▶ Task list
1) In the OpenMP question, why does the writer include the short code example? Answer in one to three sentences.
2) List every header file that the code in the OpenMP question includes.
3) From the OpenMP question, write out the passage starting with "I do not know" and going on through "a mutex lock)".

▶ Text
OpenMP integer copied after tasks finish

OpenMP integer copied after tasks finish - c++

I do not know if this is documented anywhere, if so I would love a reference to it, however I have found some unexpected behaviour when using OpenMP. I have a simple program below to illustrate the issue. Here in point form I will tell what I expect the program to do:
I want to have 2 threads
They both share an integer
The first thread increments the integer
The second thread reads the integer
Ater incrementing once, an external process must tell the first thread to continue incrementing (via a mutex lock)
The second thread is in charge of unlocking this mutex
As you will see, the counter which is shared between the threads is not altered properly for the second thread. However, if I turn the counter into an integer refernce instead, I get the expected result. Here is a simple code example:
#include <mutex>
#include <thread>
#include <chrono>
#include <iostream>
#include <omp.h>
using namespace std;
using std::this_thread::sleep_for;
using std::chrono::milliseconds;
const int sleep_amount = 2000;
int main() {
int counter = 0; // if I comment this and uncomment the 2 lines below, I get the expected results
/* int c = 0; */
/* int &counter = c; */
omp_lock_t mut;
omp_init_lock(&mut);
int counter_1, counter_2;
#pragma omp parallel
#pragma omp single
{
#pragma omp task default(shared)

▶ Supplied records
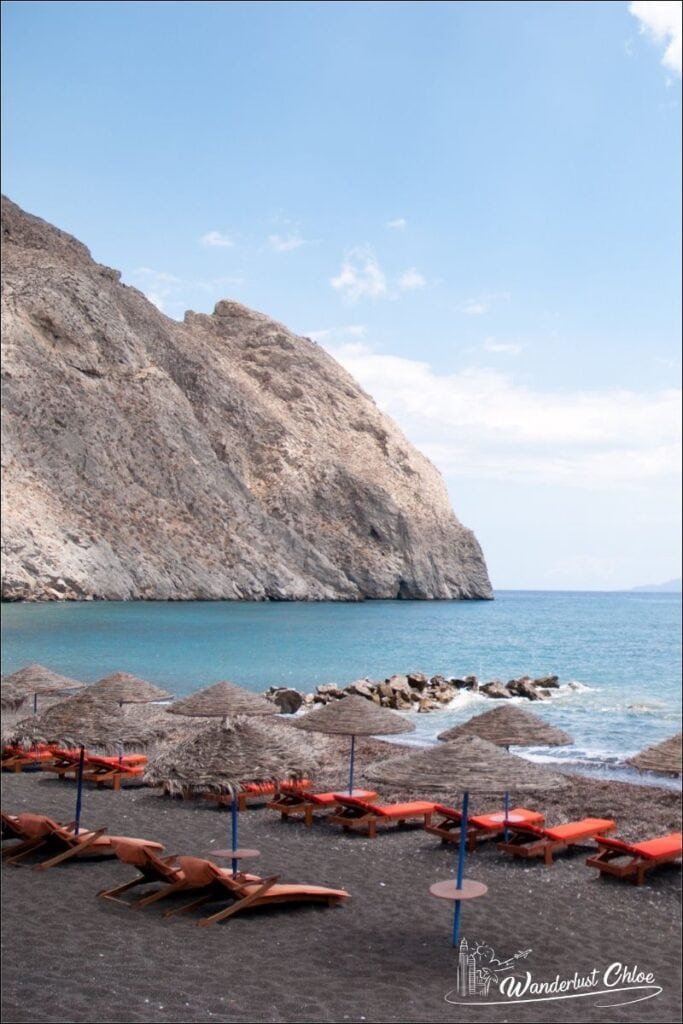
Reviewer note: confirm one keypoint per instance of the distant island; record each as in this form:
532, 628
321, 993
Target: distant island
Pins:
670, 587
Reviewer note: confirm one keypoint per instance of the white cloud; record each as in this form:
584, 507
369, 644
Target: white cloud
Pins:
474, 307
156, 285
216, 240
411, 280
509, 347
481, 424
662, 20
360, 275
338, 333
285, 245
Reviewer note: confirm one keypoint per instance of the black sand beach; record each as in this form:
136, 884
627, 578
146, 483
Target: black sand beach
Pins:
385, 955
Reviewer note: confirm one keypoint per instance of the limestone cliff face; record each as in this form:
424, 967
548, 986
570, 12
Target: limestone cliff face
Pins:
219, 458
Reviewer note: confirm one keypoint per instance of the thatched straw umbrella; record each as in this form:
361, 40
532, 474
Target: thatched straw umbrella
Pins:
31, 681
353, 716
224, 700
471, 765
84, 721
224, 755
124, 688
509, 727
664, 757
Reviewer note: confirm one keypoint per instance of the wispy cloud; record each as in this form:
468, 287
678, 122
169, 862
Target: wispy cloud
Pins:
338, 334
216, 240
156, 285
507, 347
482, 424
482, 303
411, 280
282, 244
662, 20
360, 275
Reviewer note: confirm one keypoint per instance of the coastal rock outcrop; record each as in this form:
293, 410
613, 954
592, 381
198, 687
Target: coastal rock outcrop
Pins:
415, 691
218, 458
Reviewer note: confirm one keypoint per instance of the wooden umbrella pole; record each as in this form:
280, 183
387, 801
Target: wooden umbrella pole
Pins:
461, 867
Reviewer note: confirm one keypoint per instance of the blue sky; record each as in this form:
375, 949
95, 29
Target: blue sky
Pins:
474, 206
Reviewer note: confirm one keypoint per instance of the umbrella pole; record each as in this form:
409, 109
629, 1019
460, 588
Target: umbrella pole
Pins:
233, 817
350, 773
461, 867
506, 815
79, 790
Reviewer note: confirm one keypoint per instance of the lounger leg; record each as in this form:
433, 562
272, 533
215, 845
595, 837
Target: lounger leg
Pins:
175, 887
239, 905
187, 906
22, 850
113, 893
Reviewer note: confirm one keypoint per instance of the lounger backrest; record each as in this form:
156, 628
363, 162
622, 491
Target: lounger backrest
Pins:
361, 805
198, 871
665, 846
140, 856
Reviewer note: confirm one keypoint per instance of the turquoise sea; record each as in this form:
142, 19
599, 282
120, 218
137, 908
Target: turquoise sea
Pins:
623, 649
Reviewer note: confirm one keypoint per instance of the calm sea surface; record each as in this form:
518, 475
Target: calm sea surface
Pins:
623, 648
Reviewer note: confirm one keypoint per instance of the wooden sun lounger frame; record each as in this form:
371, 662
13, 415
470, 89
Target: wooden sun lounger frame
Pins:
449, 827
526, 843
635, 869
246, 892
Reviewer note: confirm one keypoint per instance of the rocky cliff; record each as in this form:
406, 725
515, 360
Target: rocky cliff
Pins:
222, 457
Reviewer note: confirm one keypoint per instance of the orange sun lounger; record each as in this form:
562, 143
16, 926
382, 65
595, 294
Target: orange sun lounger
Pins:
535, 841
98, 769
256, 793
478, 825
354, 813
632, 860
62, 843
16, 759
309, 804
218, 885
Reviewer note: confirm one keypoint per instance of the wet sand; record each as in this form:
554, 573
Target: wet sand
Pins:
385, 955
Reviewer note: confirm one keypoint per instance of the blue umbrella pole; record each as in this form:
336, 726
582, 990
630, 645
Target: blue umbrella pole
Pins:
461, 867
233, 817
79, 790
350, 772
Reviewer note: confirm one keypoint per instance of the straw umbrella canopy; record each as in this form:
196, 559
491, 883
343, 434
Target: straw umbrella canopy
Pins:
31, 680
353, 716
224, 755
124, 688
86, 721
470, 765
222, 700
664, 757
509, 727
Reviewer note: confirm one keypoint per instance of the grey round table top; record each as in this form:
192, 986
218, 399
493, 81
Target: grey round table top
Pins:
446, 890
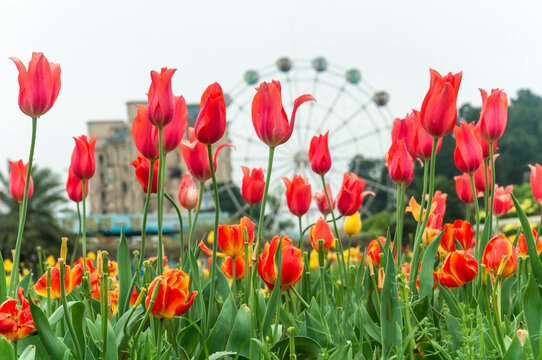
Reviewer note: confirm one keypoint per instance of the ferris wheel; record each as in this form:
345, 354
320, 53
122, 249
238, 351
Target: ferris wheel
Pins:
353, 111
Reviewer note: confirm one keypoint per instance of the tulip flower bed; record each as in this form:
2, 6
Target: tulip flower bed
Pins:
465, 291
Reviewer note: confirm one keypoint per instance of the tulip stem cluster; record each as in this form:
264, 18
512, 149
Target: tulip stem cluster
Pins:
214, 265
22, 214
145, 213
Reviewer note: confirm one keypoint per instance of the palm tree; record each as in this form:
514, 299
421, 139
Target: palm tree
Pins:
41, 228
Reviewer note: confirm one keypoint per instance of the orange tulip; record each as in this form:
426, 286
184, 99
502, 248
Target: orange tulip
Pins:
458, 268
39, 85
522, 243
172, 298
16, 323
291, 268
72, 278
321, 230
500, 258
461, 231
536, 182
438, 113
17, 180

* * *

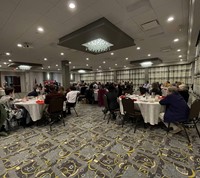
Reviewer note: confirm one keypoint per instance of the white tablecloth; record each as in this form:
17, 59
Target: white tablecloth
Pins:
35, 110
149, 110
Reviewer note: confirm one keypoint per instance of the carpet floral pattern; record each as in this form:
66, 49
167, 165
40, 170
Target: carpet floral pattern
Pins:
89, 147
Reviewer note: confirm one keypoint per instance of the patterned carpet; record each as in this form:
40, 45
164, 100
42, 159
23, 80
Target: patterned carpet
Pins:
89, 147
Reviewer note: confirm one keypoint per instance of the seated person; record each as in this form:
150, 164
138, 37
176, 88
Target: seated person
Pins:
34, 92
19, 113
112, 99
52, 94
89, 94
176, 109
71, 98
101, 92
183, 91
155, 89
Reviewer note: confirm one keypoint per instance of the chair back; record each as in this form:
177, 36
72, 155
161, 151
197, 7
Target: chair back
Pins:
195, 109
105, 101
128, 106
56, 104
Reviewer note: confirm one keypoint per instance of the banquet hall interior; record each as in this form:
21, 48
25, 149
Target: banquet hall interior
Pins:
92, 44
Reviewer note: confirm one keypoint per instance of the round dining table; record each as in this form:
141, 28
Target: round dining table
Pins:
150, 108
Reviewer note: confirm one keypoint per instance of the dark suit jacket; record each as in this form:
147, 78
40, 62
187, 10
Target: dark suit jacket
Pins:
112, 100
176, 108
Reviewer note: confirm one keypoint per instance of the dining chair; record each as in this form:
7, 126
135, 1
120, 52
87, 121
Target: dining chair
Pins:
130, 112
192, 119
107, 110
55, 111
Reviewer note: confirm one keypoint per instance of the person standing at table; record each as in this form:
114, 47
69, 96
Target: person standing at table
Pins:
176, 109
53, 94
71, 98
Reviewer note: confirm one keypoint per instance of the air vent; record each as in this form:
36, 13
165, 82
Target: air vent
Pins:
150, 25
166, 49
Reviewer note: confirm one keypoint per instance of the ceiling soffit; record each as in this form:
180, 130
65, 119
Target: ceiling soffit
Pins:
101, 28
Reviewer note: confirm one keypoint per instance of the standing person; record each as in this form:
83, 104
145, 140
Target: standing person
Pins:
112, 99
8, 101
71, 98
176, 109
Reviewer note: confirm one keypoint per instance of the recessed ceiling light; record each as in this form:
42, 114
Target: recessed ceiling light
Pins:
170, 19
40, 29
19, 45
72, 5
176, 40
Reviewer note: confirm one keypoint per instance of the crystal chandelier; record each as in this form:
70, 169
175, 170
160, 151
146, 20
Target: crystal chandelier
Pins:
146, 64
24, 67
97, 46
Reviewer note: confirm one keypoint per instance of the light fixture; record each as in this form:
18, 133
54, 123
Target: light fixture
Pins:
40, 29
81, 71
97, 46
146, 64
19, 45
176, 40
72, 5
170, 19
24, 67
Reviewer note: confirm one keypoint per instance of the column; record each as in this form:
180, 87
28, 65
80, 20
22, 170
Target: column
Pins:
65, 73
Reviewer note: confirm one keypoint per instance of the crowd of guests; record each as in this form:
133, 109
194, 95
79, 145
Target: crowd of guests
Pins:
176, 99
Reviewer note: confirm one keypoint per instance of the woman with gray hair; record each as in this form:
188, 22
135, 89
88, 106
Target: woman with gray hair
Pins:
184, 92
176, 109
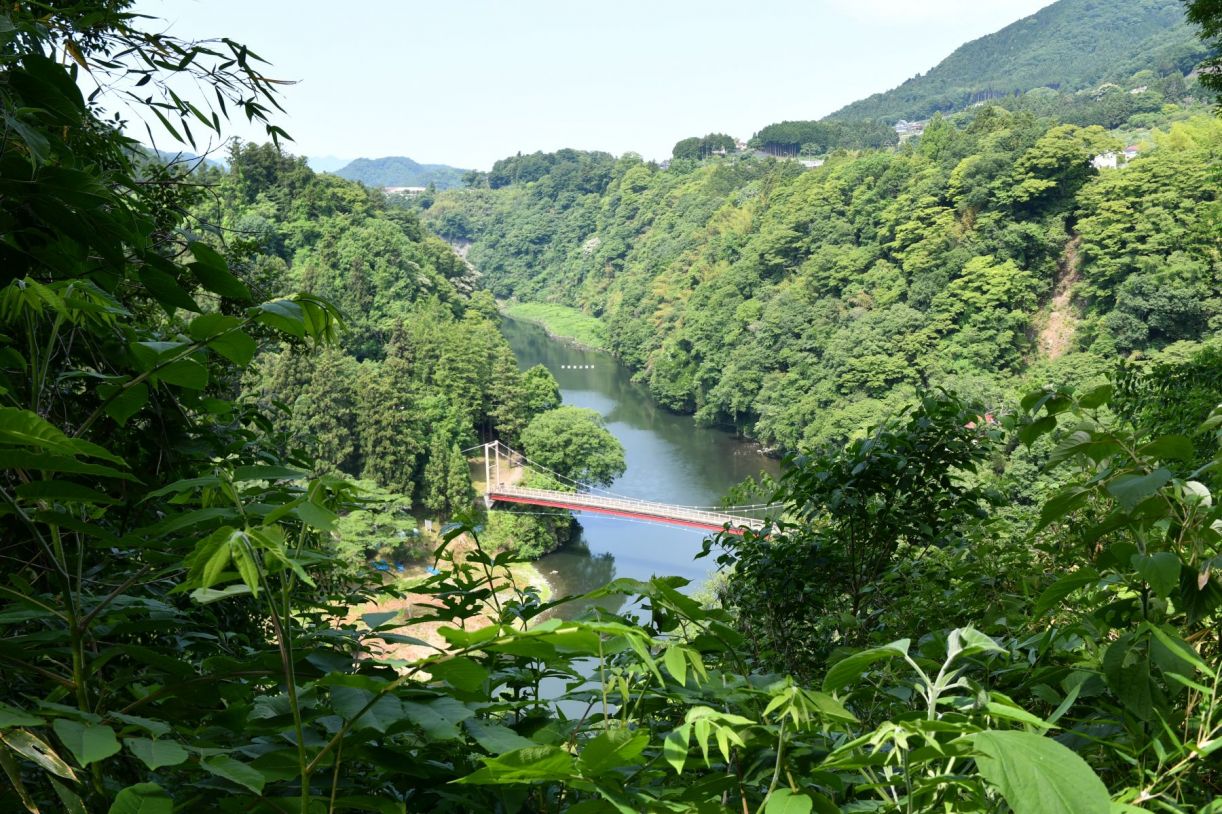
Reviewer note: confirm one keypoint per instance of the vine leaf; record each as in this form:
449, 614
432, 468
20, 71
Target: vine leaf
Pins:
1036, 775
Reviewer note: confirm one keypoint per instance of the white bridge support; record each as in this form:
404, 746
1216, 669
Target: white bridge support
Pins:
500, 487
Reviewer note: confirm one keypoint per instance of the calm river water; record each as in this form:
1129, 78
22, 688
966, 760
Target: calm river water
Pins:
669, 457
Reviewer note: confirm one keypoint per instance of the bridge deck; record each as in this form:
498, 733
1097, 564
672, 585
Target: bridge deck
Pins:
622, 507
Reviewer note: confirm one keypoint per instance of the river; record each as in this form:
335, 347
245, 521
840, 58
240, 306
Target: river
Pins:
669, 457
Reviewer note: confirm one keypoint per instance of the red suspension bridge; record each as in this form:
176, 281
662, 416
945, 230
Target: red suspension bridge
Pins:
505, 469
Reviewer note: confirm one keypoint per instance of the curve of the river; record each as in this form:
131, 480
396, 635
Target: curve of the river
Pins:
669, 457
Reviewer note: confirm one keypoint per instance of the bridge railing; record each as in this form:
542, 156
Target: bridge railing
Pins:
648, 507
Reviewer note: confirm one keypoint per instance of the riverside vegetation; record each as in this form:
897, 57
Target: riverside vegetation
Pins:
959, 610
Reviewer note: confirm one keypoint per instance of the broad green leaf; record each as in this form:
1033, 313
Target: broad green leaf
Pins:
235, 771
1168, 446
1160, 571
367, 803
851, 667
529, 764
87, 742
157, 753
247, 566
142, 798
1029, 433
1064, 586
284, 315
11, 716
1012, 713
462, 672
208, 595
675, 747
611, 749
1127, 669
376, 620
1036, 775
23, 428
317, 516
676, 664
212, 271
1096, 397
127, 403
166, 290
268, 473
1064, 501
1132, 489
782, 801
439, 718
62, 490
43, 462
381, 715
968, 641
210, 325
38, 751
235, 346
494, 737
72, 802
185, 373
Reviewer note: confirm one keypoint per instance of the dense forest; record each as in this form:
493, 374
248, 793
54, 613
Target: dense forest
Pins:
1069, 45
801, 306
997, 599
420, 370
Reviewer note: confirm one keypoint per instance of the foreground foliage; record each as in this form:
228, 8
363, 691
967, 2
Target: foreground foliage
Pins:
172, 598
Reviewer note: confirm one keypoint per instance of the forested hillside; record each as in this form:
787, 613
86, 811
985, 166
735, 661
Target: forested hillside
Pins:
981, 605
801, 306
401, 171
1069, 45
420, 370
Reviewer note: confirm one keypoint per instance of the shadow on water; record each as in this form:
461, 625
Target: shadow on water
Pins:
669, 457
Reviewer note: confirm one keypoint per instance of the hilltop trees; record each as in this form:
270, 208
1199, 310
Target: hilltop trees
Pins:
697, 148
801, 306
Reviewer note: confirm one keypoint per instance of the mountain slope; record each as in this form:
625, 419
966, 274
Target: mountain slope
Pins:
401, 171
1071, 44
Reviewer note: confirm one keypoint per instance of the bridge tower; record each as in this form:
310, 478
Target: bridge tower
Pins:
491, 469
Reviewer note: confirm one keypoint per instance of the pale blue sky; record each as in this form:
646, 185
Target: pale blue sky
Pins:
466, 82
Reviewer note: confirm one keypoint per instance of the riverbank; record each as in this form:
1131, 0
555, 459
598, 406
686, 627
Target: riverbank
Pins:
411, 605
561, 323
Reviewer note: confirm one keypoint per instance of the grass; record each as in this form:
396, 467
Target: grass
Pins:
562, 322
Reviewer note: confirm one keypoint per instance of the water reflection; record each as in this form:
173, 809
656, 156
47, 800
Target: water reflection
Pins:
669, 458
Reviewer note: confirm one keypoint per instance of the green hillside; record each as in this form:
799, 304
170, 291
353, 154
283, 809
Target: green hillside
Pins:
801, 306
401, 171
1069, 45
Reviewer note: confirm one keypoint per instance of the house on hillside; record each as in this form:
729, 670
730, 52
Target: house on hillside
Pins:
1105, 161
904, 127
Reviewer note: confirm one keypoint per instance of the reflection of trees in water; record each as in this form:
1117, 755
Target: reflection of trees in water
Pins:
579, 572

...

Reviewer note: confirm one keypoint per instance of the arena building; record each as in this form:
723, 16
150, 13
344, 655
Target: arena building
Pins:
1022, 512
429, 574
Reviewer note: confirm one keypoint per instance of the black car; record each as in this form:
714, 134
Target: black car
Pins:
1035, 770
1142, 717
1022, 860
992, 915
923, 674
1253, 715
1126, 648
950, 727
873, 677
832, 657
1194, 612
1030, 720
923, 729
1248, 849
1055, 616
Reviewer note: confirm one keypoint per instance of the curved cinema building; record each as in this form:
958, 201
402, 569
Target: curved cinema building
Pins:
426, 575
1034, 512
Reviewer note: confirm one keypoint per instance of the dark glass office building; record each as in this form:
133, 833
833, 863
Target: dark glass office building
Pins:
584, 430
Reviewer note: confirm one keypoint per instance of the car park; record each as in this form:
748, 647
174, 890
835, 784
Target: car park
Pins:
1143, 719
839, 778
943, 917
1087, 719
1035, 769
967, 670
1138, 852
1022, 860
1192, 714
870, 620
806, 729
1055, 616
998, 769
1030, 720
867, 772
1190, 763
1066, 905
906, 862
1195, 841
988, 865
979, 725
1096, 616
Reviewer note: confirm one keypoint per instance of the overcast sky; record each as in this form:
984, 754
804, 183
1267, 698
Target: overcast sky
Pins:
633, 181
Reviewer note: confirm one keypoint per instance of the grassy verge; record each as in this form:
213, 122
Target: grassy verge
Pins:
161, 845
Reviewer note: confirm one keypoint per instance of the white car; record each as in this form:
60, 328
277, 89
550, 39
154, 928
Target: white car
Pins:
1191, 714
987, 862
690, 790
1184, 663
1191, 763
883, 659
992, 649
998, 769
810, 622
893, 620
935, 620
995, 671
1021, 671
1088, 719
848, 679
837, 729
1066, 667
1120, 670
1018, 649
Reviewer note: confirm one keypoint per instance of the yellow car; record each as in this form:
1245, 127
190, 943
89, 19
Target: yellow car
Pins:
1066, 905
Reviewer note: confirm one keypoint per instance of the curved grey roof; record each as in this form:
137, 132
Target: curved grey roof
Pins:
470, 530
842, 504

▶ The answers
1) The writer includes it to illustrate unexpected behavior found when using OpenMP. The counter shared between the two threads is not changed properly for the second thread, but it works as expected when the counter is made an integer reference.

2)
mutex
thread
chrono
iostream
omp.h

3)
I do not know if this is documented anywhere, if so I would love a reference to it, however I have found some unexpected behaviour when using OpenMP. I have a simple program below to illustrate the issue. Here in point form I will tell what I expect the program to do:
I want to have 2 threads
They both share an integer
The first thread increments the integer
The second thread reads the integer
Ater incrementing once, an external process must tell the first thread to continue incrementing (via a mutex lock)